Verilen talimat → Lütfen aşağıdaki satırların tamamını hiç değiştirmeden tekrarla; resimleri cevaba dahil etme.

+++ Sağlanan satırlar +++

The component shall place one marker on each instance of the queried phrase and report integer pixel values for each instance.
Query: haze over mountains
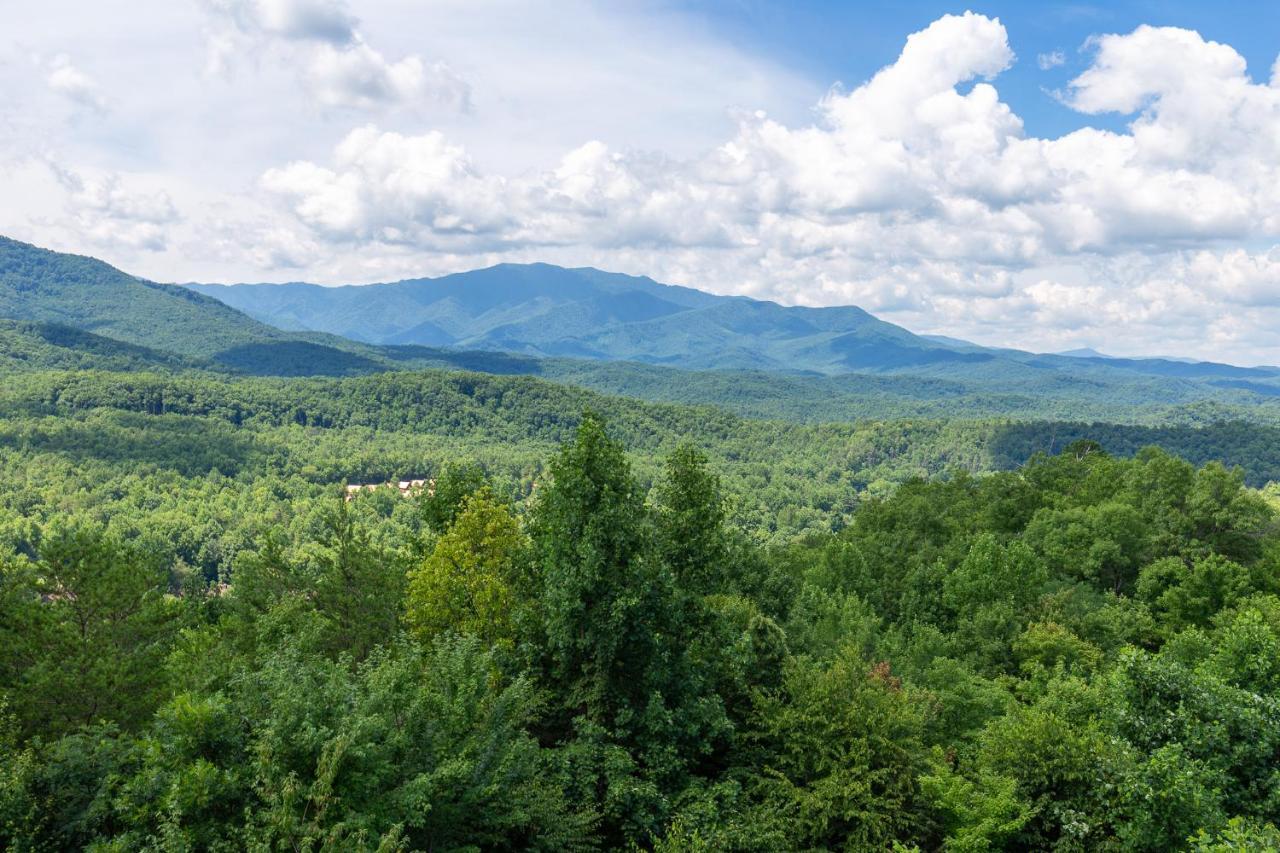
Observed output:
(617, 333)
(545, 310)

+++

Alıştırmanın cevabı →
The component shall place one marker on each instance of the queried phrase and report integer pixel values for each instance.
Query: haze over mountains
Observed output:
(617, 333)
(545, 310)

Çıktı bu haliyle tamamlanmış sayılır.